Copy every entry below in full, rescaling each point coordinate in its answers by a factor of 1.55 and rounding to the nearest whole number, with halves rounded up. Omit the pictures.

Records from a collection
#####
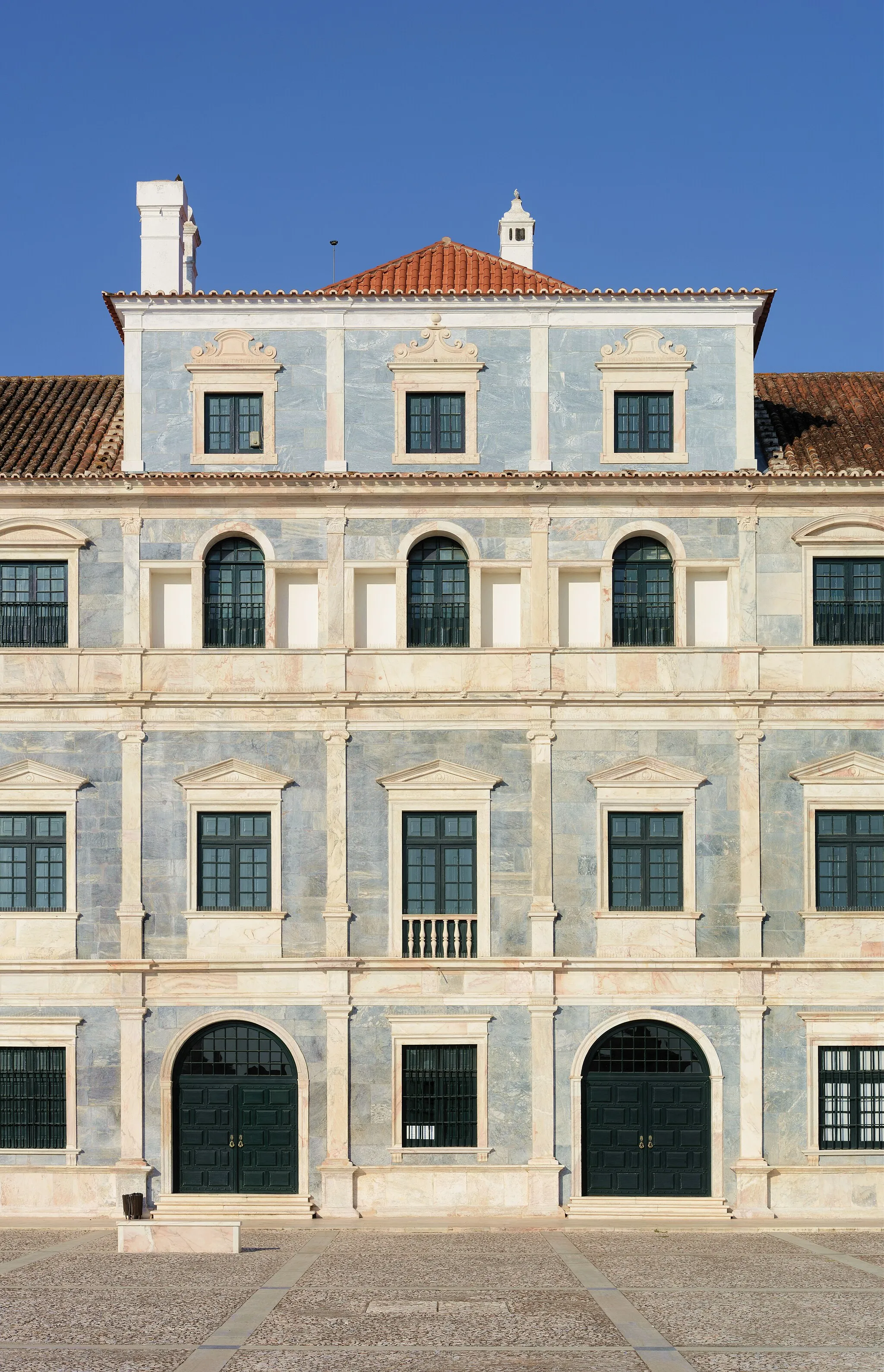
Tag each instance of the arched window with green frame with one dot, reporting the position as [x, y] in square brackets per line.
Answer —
[439, 594]
[234, 594]
[643, 594]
#####
The answer.
Tag each instance of the arched window with green frame with one dot, reporting the position as [x, y] in square brackets per line.
Answer —
[680, 921]
[363, 921]
[997, 921]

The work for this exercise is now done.